Problem statement >> Could you find each line of the data below that contains the word "positive" and copy those lines?

Supplied data >>

= = = =

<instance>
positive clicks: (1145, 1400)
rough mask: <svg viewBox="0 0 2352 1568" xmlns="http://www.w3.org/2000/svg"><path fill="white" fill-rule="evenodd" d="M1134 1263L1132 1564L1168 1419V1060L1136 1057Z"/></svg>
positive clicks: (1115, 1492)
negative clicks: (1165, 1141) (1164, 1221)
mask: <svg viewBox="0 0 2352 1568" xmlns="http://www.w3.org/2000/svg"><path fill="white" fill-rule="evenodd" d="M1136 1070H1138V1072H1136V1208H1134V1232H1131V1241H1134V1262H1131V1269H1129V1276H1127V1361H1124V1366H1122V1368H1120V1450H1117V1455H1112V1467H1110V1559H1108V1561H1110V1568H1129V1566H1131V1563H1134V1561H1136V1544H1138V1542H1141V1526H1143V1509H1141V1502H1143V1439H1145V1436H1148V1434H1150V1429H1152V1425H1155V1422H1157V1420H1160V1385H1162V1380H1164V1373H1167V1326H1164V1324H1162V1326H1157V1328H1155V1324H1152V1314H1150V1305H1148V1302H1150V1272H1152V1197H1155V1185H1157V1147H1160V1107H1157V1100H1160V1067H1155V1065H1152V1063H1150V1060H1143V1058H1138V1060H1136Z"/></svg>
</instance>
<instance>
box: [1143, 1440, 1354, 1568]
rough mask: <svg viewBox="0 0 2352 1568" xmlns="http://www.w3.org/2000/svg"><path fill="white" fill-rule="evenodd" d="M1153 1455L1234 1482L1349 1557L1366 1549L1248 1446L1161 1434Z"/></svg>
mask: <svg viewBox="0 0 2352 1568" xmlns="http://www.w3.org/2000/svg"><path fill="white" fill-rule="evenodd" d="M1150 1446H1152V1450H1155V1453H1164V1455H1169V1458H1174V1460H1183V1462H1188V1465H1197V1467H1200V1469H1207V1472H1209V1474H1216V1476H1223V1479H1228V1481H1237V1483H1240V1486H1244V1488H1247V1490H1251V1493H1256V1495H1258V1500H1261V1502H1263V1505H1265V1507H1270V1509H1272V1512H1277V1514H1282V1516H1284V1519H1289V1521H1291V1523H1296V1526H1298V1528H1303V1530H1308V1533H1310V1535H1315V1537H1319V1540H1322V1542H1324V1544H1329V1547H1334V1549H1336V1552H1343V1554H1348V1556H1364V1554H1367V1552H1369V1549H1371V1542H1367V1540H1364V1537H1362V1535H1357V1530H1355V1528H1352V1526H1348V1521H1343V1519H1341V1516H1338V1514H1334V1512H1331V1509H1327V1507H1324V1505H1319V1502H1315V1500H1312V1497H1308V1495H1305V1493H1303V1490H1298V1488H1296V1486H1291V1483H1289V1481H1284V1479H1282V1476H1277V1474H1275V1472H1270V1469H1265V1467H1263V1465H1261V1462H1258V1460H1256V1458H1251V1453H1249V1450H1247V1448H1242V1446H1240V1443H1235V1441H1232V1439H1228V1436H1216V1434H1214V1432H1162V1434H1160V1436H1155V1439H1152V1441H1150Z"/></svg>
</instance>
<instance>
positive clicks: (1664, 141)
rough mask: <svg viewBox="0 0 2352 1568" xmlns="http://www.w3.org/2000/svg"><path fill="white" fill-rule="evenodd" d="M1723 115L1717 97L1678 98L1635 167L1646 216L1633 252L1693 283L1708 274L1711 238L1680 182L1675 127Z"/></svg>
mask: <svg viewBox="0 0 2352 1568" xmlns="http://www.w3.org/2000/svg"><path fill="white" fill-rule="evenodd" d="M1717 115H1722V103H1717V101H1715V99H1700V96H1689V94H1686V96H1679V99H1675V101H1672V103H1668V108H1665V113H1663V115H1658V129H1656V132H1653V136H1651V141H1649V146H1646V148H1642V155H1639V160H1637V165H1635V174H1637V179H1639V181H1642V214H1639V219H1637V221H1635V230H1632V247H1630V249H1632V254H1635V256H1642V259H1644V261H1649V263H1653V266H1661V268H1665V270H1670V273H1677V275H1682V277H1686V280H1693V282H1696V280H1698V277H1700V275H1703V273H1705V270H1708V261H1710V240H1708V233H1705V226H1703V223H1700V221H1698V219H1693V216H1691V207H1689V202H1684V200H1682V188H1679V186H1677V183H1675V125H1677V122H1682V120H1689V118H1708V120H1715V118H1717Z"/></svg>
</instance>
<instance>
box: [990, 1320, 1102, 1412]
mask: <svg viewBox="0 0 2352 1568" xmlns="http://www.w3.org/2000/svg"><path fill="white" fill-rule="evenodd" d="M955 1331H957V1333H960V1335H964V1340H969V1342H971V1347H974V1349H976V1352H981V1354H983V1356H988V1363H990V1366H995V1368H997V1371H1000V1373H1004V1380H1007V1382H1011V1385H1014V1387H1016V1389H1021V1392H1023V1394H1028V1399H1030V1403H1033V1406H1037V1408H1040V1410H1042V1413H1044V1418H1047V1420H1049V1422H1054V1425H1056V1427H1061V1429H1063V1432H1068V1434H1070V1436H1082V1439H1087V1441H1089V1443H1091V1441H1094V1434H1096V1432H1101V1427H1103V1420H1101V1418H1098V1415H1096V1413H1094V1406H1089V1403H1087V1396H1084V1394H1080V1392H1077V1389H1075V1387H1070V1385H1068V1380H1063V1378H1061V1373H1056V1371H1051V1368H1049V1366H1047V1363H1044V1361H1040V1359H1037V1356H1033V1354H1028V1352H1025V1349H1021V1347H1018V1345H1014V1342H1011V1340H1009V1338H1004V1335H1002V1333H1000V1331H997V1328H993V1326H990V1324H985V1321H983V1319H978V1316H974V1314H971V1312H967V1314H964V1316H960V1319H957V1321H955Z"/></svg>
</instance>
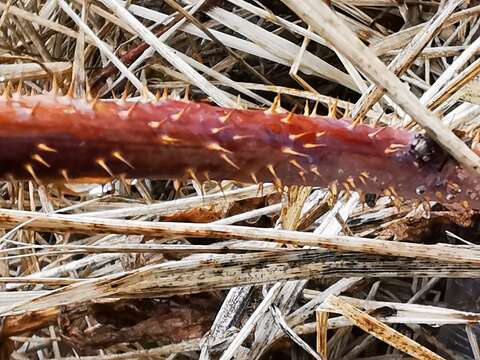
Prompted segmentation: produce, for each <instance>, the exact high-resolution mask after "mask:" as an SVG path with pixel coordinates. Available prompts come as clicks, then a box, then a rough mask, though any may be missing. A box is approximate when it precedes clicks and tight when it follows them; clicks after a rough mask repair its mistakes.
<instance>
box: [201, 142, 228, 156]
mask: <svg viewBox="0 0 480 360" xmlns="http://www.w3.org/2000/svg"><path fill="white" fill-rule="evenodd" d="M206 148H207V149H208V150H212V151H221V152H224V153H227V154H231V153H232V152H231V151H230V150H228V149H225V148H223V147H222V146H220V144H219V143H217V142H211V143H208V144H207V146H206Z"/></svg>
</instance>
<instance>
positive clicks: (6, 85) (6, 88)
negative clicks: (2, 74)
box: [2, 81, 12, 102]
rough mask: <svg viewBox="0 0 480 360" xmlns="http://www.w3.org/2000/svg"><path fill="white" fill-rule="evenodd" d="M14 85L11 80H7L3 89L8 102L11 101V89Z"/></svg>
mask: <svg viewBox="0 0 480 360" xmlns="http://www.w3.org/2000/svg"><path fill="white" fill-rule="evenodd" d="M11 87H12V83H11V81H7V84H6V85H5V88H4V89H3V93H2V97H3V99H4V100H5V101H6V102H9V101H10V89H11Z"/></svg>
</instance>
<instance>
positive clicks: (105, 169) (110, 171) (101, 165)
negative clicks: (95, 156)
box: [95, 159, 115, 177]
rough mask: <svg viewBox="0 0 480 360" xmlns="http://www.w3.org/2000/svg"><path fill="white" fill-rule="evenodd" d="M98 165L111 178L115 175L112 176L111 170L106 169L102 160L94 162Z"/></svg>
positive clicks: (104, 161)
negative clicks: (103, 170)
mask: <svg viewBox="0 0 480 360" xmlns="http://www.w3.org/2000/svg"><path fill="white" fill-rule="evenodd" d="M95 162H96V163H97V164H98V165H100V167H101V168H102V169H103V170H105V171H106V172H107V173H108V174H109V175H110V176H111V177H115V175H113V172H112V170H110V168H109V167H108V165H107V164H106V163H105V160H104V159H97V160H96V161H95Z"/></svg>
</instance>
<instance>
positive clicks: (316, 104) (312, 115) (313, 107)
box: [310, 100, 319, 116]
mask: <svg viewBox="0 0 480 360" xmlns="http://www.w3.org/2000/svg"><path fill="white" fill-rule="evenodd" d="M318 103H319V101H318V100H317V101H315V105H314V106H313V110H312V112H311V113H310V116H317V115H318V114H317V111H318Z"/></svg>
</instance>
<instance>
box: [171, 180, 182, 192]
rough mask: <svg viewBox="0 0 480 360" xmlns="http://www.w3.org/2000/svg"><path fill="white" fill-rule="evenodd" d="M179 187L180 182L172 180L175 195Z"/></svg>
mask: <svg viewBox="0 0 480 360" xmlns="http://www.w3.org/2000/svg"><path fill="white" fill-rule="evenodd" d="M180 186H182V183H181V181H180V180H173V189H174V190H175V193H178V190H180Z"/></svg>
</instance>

= = = =

Answer to the problem >>
positive clicks: (1145, 1400)
positive clicks: (1115, 1492)
positive clicks: (1664, 141)
positive clicks: (6, 85) (6, 88)
positive clicks: (105, 169) (110, 171) (101, 165)
positive clicks: (104, 161)
positive clicks: (316, 104) (312, 115) (313, 107)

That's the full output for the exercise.